Bangladesh pacers are practising by dipping ball in water: Mehidy

The entire Bangladesh team spent approximately three hours at the center wickets on Monday with head coach Russell Domingo giving catching drills to the players in the slip cordon and wicket-keeper Liton Das.

cricket Updated: Nov 19, 2019 09:34 IST
PTI
PTI
Indore
Bangladesh's Taijul Islam, left, holds a pink ball as he listens to bowling coach Daniel Vettori during a training session
Bangladesh's Taijul Islam, left, holds a pink ball as he listens to bowling coach Daniel Vettori during a training session (AP)

CHALLENGE -
Pick up the report on the Bangladesh team's training in Indore after its last line and carry it forward. The listing after this passage plays no part in what you are asked to do.

SUPPLIED DATA -
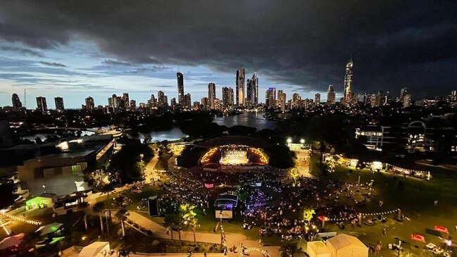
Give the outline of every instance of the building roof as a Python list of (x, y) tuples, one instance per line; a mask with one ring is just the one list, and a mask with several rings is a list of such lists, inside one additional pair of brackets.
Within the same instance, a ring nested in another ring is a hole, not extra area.
[(330, 243), (332, 246), (338, 251), (347, 246), (358, 246), (368, 248), (357, 237), (346, 234), (339, 234), (327, 240), (327, 244)]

RIGHT ANSWER -
Bangladesh pacers are practising by dipping the ball in water to adapt to the dew conditions as part of their preparation for the day-night Test against India, spin all-rounder Mehidy Hasan Miraz said on Monday. Gearing up for their maiden Pink ball Test in Kolkata, both the Bangladesh and Indian team have been practising in the twilight zone and under lights at the Holkar Stadium, trying to simulate conditions that they are likely to encounter at the Eden Gardens.

The entire Bangladesh team spent approximately three hours at the center wickets on Monday with head coach Russell Domingo giving catching drills to the players in the slip cordon and wicket-keeper Liton Das.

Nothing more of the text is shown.